#### [Selected text]
########################################

I think that most people here on the forum will tell you this: Systems make it easy to get ridiculously sharp edges with a short learning curve. Freehanding is an art. I've not yet seen a system that can best a manual job by a skilled individual-with an emphasis on SKILLED. I'm still learning freehanding, but already is better than with the Lansky Standard kit I have. Good luck on your quest.
 
The only system sharpener I have is the Spyderco Sharpmaker and I'll admit it was great when I first got it and got my knives really sharp, but I think thats just because before the sharpmaker I just had up to 600 grit.

Now I exclusively freehand, using the sharpmaker like a benchstone.

I think systems are great for beginners but I prefer freehand. In my opinion you'll be hard pressed to find a system that comes close to what the really good freehand sharpeners can do.
 
I've never tried any sort of jig, system, guide or anything of the sort. Nothing against them, I'd imagine a sharpmaker would be wonderful for microbevels, I'm just happy with freehand sharpening. I enjoy it and I feel I'm pretty good at it.

I used to not even know there were techniques to sharpening, I just slid a steel rod from a kitchen knife set across the blade and wondered why I couldn't get it to shave hairs like the people here talked about doing.

Now I can acheive hair whittling sharpness pretty easily. I consider sharp to be when the knife effortlessly removes the stubble on my left arm (Test sharpness too much there for hair to grow :D ). Once you understand the basic concepts, all it takes is a lot of practice and experimentation with techniques. It's really not very complicated. Re-set the bevel to something more acute than factory sharpenings provide based on the steel, hardness, intended use and knife size, then refine the bevel on gradually increasing grits of stones, then apply a microbevel for quicker re-sharpening and strop. Or leave it toothy if that's the type of edge your knife needs. No big mystery about it, I don't understand why so many people here have never tried it.
 
I haven't recieved my Edge Pro Apex yet, but at first blush it's hard to see how it could be inferior to freehanding, at least in theory. It's still hand-powered, it uses waterstones just like you'd use to free-sharpen...to me it looks like it is freehand, in essence, but with a guide (if that makes any sense!;)). The only difference is that your strokes will be at an extremely precise & consistent angle.

I expect that I'll get better results than with a benchstone, but I do not claim to be a master at freehand sharpening. Although I'm looking at a sharpening school in the summer; I'd love to become more proficient with different types of tools (eg paper wheels, stones, F. Dick machines, etc).
 
I like both free hand sharpening and my EdgePro Apex. There is something of a hybrid, Ken's Precision Sharpening Device. It offers the accuracy of the EP while offering a much greater range of angles and it cuts fast as it uses full size 8x3" stones. Sort of the best of both worlds so I ordered one.

http://youtube.com/watch?v=jB0pNsI1mZY

Buzz :rolleyes:
 
In my experience, nothing beats a belt sander. Fairly short learning curve, relatively fast, and, if done properly, you get a polished, highly refined convex edge which, in my experience, holds it's sharpness longer than a "V" edge. :thumbup:
 
never used a system, but i know that i love freehanding. never felt the need for a system.

i love the versatility as much as the crazy sharp edges i get. with my stones i can sharpen anything under the sun. knives, big knives, really big knives, axes, chisels, plane blades, needles (most needles don't really come sharp nowadays), awls, and just about everything else.

########################################

#### [Required actions]
1) Summarize the sharpening thread in two sentences.
2) Quote the part of the sharpening thread that opens with the words containing "I expect that" and closes with "Dick machines, etc).".
Work only from the sharpening thread.

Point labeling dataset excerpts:
########################################

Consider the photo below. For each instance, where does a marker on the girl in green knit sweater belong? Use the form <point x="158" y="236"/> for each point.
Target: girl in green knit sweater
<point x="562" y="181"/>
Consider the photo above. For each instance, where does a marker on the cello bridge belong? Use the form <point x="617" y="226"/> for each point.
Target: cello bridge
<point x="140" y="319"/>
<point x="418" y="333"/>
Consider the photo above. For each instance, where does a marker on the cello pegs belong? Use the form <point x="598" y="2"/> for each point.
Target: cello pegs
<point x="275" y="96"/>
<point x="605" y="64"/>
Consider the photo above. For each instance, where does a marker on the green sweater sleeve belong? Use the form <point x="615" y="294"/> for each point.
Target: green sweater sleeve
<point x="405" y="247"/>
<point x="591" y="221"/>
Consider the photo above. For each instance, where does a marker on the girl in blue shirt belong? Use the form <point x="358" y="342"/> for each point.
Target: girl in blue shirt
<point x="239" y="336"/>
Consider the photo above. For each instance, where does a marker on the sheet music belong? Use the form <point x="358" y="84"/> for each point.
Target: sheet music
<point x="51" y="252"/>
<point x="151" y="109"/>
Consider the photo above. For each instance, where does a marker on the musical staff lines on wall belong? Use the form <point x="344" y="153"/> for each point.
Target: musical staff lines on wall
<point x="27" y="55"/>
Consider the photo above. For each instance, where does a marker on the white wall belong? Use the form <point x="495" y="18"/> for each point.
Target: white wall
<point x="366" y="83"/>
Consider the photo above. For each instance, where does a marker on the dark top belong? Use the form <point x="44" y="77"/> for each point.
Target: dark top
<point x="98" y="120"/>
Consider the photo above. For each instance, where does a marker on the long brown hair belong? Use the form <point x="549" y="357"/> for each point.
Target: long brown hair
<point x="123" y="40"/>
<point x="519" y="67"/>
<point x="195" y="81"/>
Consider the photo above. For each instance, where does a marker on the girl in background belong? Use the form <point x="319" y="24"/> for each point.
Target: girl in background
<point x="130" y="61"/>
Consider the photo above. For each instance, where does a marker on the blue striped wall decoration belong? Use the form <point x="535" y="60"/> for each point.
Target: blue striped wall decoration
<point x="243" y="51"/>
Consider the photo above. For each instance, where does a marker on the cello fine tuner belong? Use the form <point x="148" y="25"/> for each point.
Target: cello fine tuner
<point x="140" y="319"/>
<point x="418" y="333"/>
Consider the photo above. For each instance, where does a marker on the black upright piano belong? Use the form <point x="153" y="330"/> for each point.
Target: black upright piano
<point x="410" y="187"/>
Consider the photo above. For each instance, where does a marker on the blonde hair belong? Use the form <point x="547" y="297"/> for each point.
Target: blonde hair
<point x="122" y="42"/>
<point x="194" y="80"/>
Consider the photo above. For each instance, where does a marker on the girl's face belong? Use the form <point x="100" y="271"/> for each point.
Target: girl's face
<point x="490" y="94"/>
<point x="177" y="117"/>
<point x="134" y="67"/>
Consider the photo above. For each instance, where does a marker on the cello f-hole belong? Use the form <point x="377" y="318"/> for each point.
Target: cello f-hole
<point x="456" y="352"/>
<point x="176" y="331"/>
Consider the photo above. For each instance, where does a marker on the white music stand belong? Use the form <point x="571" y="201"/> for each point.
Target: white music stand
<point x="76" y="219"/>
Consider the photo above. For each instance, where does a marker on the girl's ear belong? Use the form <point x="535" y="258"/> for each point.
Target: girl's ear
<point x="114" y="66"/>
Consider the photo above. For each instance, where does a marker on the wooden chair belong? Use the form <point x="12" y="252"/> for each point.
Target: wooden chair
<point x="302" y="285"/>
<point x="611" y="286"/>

########################################

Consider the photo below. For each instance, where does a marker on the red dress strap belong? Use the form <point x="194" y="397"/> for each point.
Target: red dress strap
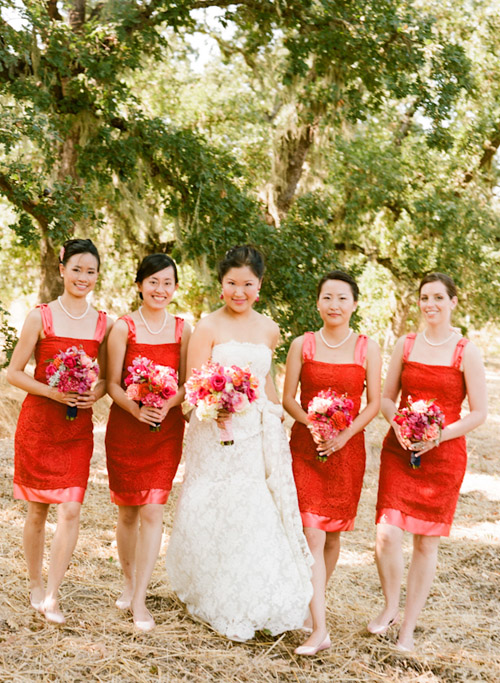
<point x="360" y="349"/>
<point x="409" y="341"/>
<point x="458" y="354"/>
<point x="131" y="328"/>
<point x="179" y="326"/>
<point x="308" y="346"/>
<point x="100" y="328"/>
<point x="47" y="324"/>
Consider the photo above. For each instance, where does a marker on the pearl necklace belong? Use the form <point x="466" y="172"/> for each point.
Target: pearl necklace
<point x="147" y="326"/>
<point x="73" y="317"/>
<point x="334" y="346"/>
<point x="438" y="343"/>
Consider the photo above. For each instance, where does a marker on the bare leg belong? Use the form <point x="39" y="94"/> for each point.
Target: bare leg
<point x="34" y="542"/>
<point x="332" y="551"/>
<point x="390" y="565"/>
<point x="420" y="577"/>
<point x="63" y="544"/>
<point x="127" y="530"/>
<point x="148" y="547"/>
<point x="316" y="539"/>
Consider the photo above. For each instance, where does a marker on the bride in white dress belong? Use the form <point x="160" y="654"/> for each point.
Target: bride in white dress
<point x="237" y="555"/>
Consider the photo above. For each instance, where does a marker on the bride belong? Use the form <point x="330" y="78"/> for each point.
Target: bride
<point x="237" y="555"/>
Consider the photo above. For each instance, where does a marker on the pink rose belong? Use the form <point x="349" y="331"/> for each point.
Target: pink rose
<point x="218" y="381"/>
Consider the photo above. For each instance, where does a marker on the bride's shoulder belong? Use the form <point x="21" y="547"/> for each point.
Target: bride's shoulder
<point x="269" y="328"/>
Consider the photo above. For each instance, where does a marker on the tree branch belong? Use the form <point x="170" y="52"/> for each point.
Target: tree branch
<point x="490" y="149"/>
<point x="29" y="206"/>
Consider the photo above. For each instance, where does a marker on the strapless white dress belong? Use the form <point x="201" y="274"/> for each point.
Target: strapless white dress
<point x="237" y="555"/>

########################################

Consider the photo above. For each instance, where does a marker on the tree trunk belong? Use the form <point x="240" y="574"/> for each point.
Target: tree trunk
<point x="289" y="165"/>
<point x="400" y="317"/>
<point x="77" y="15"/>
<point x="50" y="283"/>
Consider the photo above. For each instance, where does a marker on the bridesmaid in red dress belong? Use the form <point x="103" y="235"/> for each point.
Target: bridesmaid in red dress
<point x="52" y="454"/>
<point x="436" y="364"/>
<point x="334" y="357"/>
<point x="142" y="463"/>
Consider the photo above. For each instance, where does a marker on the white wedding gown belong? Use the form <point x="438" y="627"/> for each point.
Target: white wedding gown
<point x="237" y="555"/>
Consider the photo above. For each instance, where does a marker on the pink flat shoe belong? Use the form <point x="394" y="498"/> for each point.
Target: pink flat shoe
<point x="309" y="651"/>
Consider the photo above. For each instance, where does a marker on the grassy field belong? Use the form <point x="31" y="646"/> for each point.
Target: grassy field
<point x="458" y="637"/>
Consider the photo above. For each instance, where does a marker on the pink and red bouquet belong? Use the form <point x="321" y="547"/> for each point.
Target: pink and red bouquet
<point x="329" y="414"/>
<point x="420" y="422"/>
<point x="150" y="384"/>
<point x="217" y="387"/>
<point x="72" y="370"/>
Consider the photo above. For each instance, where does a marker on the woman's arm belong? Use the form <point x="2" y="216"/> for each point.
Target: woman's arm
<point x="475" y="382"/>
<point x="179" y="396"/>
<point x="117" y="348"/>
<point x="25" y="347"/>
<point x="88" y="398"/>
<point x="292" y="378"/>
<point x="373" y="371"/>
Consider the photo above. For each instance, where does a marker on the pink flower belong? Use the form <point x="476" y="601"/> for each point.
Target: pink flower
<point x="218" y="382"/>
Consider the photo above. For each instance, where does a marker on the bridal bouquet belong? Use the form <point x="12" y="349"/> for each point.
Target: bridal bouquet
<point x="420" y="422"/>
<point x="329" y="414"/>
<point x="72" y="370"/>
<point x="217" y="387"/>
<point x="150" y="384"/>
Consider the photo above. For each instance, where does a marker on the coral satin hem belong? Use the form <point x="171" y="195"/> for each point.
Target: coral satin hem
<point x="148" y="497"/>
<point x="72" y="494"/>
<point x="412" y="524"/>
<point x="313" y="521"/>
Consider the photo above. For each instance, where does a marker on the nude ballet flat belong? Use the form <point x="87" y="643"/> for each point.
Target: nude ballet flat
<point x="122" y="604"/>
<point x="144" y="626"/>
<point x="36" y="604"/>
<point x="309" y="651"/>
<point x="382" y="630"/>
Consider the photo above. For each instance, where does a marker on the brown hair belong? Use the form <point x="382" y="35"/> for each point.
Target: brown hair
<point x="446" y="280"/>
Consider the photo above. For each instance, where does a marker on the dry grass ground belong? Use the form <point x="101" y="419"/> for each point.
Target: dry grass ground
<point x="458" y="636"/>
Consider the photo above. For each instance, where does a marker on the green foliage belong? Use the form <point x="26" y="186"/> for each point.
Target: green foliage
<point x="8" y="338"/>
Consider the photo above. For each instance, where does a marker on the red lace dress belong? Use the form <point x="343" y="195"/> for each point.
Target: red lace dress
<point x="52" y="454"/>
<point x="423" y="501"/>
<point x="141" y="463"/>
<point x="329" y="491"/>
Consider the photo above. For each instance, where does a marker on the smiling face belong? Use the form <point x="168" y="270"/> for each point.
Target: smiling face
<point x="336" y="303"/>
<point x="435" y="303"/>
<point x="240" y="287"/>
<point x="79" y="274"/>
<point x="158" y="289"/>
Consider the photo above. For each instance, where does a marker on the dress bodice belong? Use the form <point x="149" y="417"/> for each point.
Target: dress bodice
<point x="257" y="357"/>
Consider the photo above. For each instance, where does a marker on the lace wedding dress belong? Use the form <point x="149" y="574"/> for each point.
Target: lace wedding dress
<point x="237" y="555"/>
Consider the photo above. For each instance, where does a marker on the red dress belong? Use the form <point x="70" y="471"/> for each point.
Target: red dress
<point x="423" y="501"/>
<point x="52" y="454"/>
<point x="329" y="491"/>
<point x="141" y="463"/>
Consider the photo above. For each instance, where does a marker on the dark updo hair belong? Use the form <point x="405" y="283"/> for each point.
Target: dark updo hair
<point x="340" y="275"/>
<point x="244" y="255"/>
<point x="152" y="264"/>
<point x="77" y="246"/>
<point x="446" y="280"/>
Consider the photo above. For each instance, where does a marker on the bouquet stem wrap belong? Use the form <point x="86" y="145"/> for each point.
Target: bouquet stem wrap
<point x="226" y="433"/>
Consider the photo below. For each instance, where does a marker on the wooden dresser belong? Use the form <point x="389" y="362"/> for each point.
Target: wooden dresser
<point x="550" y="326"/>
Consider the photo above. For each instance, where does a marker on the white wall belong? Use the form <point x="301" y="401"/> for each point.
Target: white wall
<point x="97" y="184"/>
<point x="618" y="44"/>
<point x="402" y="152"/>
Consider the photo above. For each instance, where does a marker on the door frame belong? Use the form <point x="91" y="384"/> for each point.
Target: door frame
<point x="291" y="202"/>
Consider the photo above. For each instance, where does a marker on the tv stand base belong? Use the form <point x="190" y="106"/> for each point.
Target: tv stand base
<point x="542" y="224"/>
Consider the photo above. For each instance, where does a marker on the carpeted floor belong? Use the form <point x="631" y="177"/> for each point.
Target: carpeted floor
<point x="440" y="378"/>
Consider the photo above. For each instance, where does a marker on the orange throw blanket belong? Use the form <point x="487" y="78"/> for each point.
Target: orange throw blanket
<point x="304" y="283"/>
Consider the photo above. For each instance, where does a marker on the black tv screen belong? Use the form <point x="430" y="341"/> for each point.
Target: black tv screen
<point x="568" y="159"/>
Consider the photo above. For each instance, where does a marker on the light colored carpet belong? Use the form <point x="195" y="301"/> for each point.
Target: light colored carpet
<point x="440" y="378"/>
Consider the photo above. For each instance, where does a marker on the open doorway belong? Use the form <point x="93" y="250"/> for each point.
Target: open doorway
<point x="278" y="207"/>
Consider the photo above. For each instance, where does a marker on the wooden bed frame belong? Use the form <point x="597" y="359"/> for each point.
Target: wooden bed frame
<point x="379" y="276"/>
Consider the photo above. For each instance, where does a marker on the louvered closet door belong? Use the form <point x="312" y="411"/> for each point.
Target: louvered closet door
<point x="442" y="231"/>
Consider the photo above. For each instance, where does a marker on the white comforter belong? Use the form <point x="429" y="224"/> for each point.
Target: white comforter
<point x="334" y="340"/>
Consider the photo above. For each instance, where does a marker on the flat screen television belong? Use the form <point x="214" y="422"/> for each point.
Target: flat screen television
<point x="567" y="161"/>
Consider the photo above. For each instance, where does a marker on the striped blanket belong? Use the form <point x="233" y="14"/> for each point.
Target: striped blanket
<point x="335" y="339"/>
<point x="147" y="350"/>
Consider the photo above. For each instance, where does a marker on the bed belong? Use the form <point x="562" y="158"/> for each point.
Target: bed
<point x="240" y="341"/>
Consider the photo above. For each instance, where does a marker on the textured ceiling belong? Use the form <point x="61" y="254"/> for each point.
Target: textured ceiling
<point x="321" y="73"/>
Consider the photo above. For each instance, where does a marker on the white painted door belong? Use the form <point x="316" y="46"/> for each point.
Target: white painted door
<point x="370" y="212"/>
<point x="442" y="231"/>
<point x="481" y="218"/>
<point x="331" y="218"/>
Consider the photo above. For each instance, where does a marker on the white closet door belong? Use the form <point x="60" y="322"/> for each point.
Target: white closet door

########################################

#### [Set of answers]
1) Forum posters compare guided sharpening systems with freehand sharpening: several say systems produce very sharp edges with a short learning curve and suit beginners, while no system has been seen to beat a skilled freehand sharpener. Others describe their own methods, including the Spyderco Sharpmaker used like a benchstone, the Edge Pro Apex, Ken's Precision Sharpening Device, and a belt sander that gives a polished convex edge.

2)
I expect that I'll get better results than with a benchstone, but I do not claim to be a master at freehand sharpening. Although I'm looking at a sharpening school in the summer; I'd love to become more proficient with different types of tools (eg paper wheels, stones, F. Dick machines, etc).